- [DO THIS] Rewrite the following lines as a numbered list, dropping any blank lines.

** Start DATASET ENTRIES **

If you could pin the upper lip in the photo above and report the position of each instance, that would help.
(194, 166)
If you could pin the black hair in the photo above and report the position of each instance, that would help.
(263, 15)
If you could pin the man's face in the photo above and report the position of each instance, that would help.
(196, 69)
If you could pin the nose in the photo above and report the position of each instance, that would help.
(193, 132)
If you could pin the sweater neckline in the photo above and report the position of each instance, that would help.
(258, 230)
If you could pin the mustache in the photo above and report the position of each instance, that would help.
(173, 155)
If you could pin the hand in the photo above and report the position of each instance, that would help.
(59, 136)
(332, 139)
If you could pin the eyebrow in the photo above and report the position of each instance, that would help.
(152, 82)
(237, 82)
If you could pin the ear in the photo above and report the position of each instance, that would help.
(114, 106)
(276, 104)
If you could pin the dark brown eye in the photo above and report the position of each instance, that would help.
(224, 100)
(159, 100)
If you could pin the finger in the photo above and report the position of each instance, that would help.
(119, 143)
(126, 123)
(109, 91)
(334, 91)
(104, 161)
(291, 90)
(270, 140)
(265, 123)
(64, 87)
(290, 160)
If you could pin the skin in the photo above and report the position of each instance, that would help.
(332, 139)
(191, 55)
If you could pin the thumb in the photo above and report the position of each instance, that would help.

** End DATASET ENTRIES **

- [WRITTEN RESPONSE]
1. If you could pin the upper lip in the photo above and report the position of each instance, that would help.
2. (194, 166)
3. If you could pin the black hair in the photo above and report the position of each instance, that would help.
4. (263, 15)
5. If you could pin the man's face in the photo above and report the position of each instance, that would help.
6. (196, 69)
7. If you could pin the nose in the photo above and report the position of each instance, that would help.
8. (193, 132)
9. If you could pin the sweater neckline in the photo above and report the position of each instance, that would help.
10. (258, 230)
11. If you could pin the mustache in the photo above and report the position of each instance, that would help.
12. (173, 155)
13. If you could pin the hand in the photo above and report the position of each instance, that would help.
14. (59, 136)
15. (332, 139)
16. If you could pin the eyebrow in the photo above and report the position of each instance, that would help.
17. (152, 82)
18. (237, 82)
19. If you could pin the ear in the photo above and report the position of each instance, that would help.
20. (114, 106)
21. (276, 104)
22. If you could pin the dark brown eye in the photo above and report the position of each instance, that would help.
23. (224, 100)
24. (159, 100)
25. If you could pin the finger in the photo above and report the position of each instance, that would help.
26. (119, 143)
27. (126, 123)
28. (109, 91)
29. (334, 91)
30. (104, 161)
31. (291, 90)
32. (270, 140)
33. (265, 123)
34. (64, 87)
35. (290, 160)
36. If you could pin the skin in the photo above and report the position of each instance, that would help.
37. (332, 139)
38. (191, 55)
39. If you could pin the thumb in the photo above and report the position of each instance, that would help.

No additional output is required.